───── ARTÍCULO

Departamento de Estado: el verdugo, que se viste de juez

Imagen Cortesía / Portada de revista Stalin Magazine.

Por, Stalin Vladímir Centeno.

El Departamento de Estado de los Estados Unidos se autoproclama árbitro moral del planeta, repartiendo condenas como si fuera un tribunal supremo. Pero tras ese manto diplomático se esconde un historial de abusos que lo coloca, no como defensor, sino como uno de los más persistentes violadores de los derechos humanos en la era moderna.

Las pruebas no las aporta ningún adversario político: están en los archivos desclasificados, en los informes de organismos internacionales y en las cicatrices de pueblos enteros.

Su trayectoria está marcada por golpes de Estado financiados y dirigidos desde Washington, incluido el intento de golpe de Estado en abril de 2018 contra el pueblo de Nicaragua, aplaudido y respaldado por el propio Departamento de Estado de los Estados Unidos, así como la asfixia de gobiernos legítimos en América Latina, África y Asia. Cada operación tuvo como coartada la “defensa de la democracia”, pero en realidad fue el reemplazo de gobiernos soberanos por regímenes serviles a sus intereses económicos y militares.

En nombre de la seguridad nacional, el Departamento de Estado ha justificado invasiones como la de Irak en 2003, bajo el pretexto falso de que Saddam Hussein poseía armas de destrucción masiva. Aquel engaño sirvió para invadir, ejecutar a Hussein y saquear el país, dejando cientos de miles de muertos y un Estado devastado. Las cárceles secretas de la CIA, Guantánamo y Abu Ghraib son monumentos a la tortura avalados por la maquinaria política que desde este departamento controla el pulso diplomático de la Casa Blanca.

No son episodios lejanos. La guerra en Afganistán, respaldada durante dos décadas, dejó un saldo de civiles asesinados, desplazados por millones y un país atrapado en el caos. En Libia, su intervención directa bajo el pretexto de “proteger vidas” desató una crisis humanitaria que aún hoy alimenta la esclavitud moderna y el colapso institucional. A esto se suma el silencio cómplice del Departamento de Estado ante los abusos sexuales y violaciones cometidos por Cascos Azules en distintas misiones de la ONU. Como principal financiador y miembro con poder de veto en el Consejo de Seguridad, tenía la capacidad y la obligación moral de exigir justicia, pero eligió callar cuando esos crímenes provenían de misiones que servían a los intereses de sus aliados.

──────────

## SOLICITUD PLANTEADA
Transcribe textualmente el fragmento del artículo sobre el Departamento de Estado comprendido entre "El Departamento de Estado de" y "de pueblos enteros.", ambos incluidos.

───── EXTRACTO DEL LISTADO

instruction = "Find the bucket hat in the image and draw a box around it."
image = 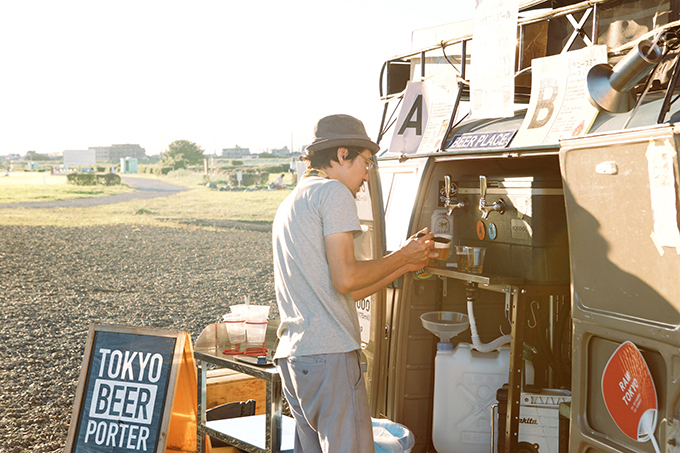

──────────

## RESPUESTA COMPLETA
El Departamento de Estado de los Estados Unidos se autoproclama árbitro moral del planeta, repartiendo condenas como si fuera un tribunal supremo. Pero tras ese manto diplomático se esconde un historial de abusos que lo coloca, no como defensor, sino como uno de los más persistentes violadores de los derechos humanos en la era moderna.

Las pruebas no las aporta ningún adversario político: están en los archivos desclasificados, en los informes de organismos internacionales y en las cicatrices de pueblos enteros.